— Task —
Rewrite all the records below with "rough mask" swapped for "coarse mask" everywhere, keeping every other part the same. Leave the pictures out.

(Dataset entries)
-- Opening Marker --

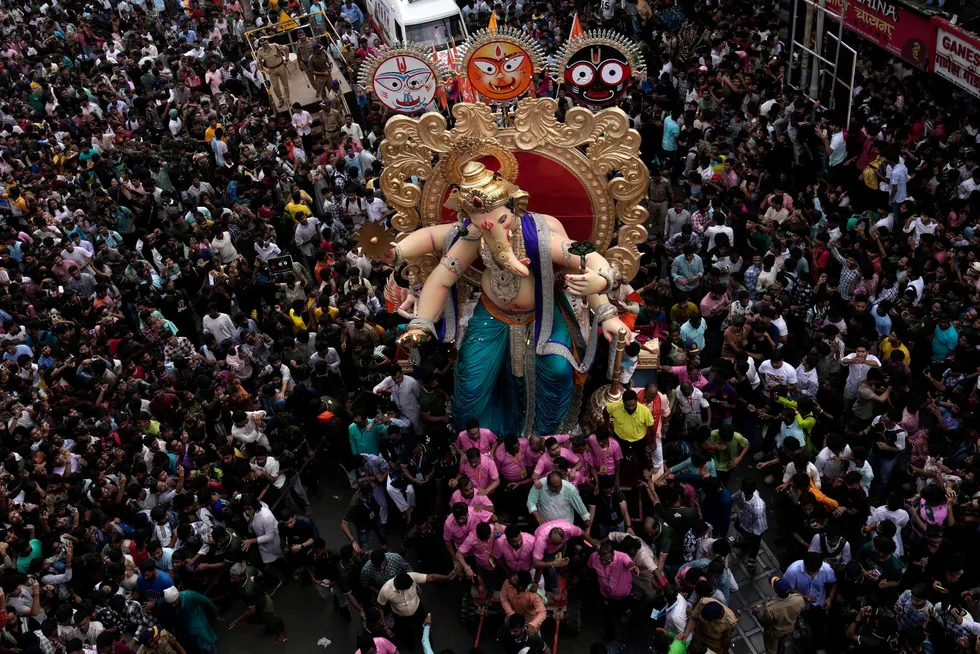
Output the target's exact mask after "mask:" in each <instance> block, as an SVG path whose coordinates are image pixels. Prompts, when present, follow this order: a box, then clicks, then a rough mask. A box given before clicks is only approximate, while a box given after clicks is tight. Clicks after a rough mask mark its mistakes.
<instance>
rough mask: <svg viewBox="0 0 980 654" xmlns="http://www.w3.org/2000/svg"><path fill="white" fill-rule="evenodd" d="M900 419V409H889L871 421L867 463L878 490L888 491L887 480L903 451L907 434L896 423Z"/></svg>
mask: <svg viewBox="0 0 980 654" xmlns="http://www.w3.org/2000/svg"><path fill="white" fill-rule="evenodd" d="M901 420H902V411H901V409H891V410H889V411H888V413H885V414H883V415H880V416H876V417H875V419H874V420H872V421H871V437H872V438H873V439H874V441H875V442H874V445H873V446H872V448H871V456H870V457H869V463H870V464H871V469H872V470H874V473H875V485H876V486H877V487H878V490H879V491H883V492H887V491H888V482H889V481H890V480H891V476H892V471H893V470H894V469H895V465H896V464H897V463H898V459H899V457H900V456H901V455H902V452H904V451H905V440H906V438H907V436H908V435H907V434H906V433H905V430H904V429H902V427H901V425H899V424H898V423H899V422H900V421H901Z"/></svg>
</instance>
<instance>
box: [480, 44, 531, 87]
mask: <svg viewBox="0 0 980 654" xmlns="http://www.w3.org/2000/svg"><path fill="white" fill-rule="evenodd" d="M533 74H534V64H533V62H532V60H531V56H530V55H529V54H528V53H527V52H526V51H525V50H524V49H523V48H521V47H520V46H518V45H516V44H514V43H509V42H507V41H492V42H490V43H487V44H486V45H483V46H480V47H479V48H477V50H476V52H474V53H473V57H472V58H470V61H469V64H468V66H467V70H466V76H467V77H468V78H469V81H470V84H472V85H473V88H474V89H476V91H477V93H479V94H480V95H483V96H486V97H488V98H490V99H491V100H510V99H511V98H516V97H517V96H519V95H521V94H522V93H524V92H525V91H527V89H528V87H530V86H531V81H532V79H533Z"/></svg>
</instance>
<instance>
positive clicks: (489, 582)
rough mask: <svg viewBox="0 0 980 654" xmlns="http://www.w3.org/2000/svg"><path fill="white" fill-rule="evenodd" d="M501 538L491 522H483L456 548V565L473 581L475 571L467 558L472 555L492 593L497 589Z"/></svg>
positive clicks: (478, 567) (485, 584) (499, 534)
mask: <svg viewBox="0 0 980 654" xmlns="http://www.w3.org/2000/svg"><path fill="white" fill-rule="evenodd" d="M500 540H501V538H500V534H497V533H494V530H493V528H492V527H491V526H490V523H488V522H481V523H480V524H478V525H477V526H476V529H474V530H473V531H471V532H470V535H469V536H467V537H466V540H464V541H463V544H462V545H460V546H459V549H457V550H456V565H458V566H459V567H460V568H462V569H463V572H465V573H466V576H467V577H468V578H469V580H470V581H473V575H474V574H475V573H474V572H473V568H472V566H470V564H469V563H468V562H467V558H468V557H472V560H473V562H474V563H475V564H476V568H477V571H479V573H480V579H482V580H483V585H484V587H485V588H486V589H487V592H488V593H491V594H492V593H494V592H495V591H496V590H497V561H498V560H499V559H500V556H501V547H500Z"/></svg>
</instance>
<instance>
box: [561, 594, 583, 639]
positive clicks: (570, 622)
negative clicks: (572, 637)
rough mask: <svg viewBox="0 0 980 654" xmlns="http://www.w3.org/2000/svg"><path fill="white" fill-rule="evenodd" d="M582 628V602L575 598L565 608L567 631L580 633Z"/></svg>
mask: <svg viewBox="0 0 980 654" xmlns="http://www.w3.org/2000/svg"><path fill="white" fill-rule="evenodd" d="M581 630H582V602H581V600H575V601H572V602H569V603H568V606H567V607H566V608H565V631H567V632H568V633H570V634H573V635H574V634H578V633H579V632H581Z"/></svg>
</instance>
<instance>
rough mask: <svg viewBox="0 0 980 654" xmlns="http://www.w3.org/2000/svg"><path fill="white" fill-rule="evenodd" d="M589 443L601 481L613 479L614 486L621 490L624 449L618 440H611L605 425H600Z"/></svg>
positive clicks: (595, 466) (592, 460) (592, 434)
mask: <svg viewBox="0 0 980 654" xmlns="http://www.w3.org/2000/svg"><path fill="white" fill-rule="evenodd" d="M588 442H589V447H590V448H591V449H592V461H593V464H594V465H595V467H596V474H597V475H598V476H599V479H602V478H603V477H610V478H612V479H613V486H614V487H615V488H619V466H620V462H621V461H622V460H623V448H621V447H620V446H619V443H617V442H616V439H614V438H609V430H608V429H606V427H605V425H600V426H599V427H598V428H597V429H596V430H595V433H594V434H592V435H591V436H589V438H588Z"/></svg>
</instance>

-- Closing Marker --

— Solution below —
Output the target's exact mask after "mask:" in each <instance> block, as an SVG path whose coordinates are image pixels. Prompts, when present, follow this order: a box, then clicks, then a coarse mask. A box given before clicks is only approximate, while a box given after clicks is tight. Clicks after a coarse mask mark its mistakes.
<instance>
coarse mask: <svg viewBox="0 0 980 654" xmlns="http://www.w3.org/2000/svg"><path fill="white" fill-rule="evenodd" d="M900 419V409H889L871 421L867 463L878 490L888 491L887 480L903 451L907 434L896 423Z"/></svg>
mask: <svg viewBox="0 0 980 654" xmlns="http://www.w3.org/2000/svg"><path fill="white" fill-rule="evenodd" d="M901 420H902V411H901V409H891V410H889V411H888V413H885V414H883V415H880V416H876V417H875V419H874V420H872V421H871V437H872V438H873V439H874V441H875V442H874V445H873V446H872V448H871V456H870V457H869V463H870V464H871V469H872V470H874V473H875V485H876V486H877V487H878V490H879V491H883V492H887V491H888V482H889V481H890V480H891V476H892V471H893V470H894V469H895V465H896V464H897V463H898V459H899V457H900V456H901V455H902V452H904V451H905V440H906V438H907V436H908V435H907V434H906V433H905V430H904V429H902V427H901V425H899V424H898V423H899V422H900V421H901Z"/></svg>
</instance>
<instance>
box: [480, 44, 531, 87]
mask: <svg viewBox="0 0 980 654" xmlns="http://www.w3.org/2000/svg"><path fill="white" fill-rule="evenodd" d="M533 74H534V64H533V62H532V60H531V56H530V55H529V54H528V53H527V52H526V51H525V50H524V49H523V48H521V47H520V46H518V45H516V44H514V43H509V42H507V41H492V42H490V43H487V44H486V45H483V46H480V47H479V48H477V50H476V52H474V53H473V57H472V58H470V61H469V64H468V66H467V70H466V76H467V77H468V78H469V81H470V84H472V85H473V88H474V89H476V91H477V93H479V94H480V95H483V96H486V97H488V98H490V99H491V100H510V99H511V98H516V97H517V96H519V95H521V94H522V93H524V92H525V91H527V89H528V87H530V86H531V81H532V79H533Z"/></svg>
</instance>
<instance>
positive clicks: (489, 582)
coarse mask: <svg viewBox="0 0 980 654" xmlns="http://www.w3.org/2000/svg"><path fill="white" fill-rule="evenodd" d="M501 538L491 522H483L456 548V565L473 581L475 571L467 558L472 555L492 593L497 589Z"/></svg>
positive clicks: (478, 567) (485, 584) (499, 534)
mask: <svg viewBox="0 0 980 654" xmlns="http://www.w3.org/2000/svg"><path fill="white" fill-rule="evenodd" d="M500 540H501V538H500V534H497V533H494V530H493V528H492V527H491V526H490V523H488V522H481V523H480V524H478V525H477V526H476V529H474V530H473V531H471V532H470V535H469V536H467V537H466V540H464V541H463V544H462V545H460V546H459V549H457V550H456V565H458V566H459V567H460V568H462V569H463V572H465V573H466V576H467V577H468V578H469V580H470V581H473V575H474V574H475V573H474V572H473V568H472V566H470V564H469V563H468V562H467V558H468V557H472V560H473V562H474V563H475V564H476V568H477V571H479V573H480V579H482V580H483V585H484V587H485V588H486V589H487V592H488V593H491V594H492V593H494V592H495V591H496V590H497V561H498V560H499V559H500V556H501V547H500Z"/></svg>
</instance>
<instance>
box: [561, 594, 583, 639]
positive clicks: (570, 622)
negative clicks: (572, 637)
coarse mask: <svg viewBox="0 0 980 654" xmlns="http://www.w3.org/2000/svg"><path fill="white" fill-rule="evenodd" d="M582 628V602L575 598L565 608L567 631L580 633Z"/></svg>
mask: <svg viewBox="0 0 980 654" xmlns="http://www.w3.org/2000/svg"><path fill="white" fill-rule="evenodd" d="M581 630H582V602H581V600H575V601H572V602H569V603H568V606H567V607H566V608H565V631H567V632H568V633H570V634H573V635H574V634H578V633H579V632H581Z"/></svg>
</instance>
<instance>
coarse mask: <svg viewBox="0 0 980 654" xmlns="http://www.w3.org/2000/svg"><path fill="white" fill-rule="evenodd" d="M589 443L601 481L613 479L614 486L621 490L624 449L618 440H611L605 425H600Z"/></svg>
positive clicks: (595, 466) (592, 460) (592, 434)
mask: <svg viewBox="0 0 980 654" xmlns="http://www.w3.org/2000/svg"><path fill="white" fill-rule="evenodd" d="M588 442H589V447H590V448H591V449H592V461H593V464H594V465H595V467H596V474H597V475H598V476H599V479H602V478H603V477H610V478H612V479H613V486H614V487H615V488H619V466H620V462H621V461H622V460H623V448H621V447H620V446H619V443H617V442H616V439H614V438H609V430H608V429H606V427H605V425H600V426H599V427H598V428H597V429H596V430H595V433H594V434H592V435H591V436H589V438H588Z"/></svg>
</instance>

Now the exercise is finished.